Document passage
==========
7.1 KiB
name, description, allowed-tools, version
| name | description | allowed-tools | version |
|---|---|---|---|
| pdf-processor | Extract text, tables, and metadata from PDF files, fill PDF forms, and merge/split PDFs. Use when user mentions PDFs, documents, forms, or needs to extract content from PDF files. | Read, Bash(python *:*), Bash(pip *:*), Write | 1.0.0 |
PDF Processor Skill
Process PDF files: extract text/tables, read metadata, fill forms, merge/split documents.
Capabilities
1. Text Extraction
Extract text content from PDF files for analysis or conversion.
2. Table Extraction
Extract tables from PDFs and convert to CSV, JSON, or markdown.
3. Metadata Reading
Read PDF metadata (author, creation date, page count, etc.).
4. Form Filling
Fill interactive PDF forms programmatically.
==========
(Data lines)
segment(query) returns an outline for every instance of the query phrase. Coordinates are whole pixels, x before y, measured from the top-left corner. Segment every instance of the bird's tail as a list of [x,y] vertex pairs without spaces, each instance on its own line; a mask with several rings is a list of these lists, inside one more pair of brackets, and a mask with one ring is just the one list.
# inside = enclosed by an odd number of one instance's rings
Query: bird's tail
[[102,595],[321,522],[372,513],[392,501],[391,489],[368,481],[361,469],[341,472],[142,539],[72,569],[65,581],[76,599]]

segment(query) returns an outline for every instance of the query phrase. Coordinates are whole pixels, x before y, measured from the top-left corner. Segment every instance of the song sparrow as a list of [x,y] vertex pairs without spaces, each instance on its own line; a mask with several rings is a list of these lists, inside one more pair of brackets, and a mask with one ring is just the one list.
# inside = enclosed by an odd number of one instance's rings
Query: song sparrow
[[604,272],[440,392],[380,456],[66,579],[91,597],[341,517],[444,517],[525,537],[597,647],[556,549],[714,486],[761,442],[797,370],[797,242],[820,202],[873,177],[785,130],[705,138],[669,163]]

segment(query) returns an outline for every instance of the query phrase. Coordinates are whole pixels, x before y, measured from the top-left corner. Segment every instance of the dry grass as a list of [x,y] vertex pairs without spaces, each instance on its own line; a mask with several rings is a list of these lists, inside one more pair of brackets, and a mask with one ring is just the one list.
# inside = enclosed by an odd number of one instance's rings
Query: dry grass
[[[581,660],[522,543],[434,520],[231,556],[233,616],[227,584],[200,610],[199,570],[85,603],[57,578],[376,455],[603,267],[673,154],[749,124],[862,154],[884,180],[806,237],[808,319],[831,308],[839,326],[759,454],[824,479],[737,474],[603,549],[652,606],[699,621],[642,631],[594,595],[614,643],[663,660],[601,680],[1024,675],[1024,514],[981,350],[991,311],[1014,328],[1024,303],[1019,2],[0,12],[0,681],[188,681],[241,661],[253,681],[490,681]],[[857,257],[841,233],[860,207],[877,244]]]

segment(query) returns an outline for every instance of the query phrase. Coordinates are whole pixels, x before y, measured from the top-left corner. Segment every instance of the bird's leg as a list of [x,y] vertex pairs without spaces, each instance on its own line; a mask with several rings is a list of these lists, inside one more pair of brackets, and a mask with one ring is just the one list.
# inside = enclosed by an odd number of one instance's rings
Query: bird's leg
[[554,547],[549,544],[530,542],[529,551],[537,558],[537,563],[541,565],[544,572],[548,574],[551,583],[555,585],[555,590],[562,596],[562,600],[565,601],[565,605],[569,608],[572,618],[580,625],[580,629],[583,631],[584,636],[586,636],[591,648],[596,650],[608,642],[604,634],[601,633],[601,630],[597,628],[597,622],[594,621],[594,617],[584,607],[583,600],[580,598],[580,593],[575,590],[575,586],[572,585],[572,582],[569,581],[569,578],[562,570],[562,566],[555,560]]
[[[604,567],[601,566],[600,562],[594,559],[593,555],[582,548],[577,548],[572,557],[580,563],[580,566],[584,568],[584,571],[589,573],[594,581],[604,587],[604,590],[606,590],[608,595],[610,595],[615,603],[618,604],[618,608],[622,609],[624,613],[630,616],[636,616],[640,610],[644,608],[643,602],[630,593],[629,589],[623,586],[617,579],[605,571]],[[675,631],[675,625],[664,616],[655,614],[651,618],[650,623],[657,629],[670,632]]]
==========
What is needed
Answer these questions about the PDF processor page:
(a) What version is listed for pdf-processor?
(b) Into which formats can extracted tables be converted?
(c) What examples of PDF metadata does it name?

The completed task
(a) 1.0.0
(b) CSV, JSON, or markdown
(c) Author, creation date, and page count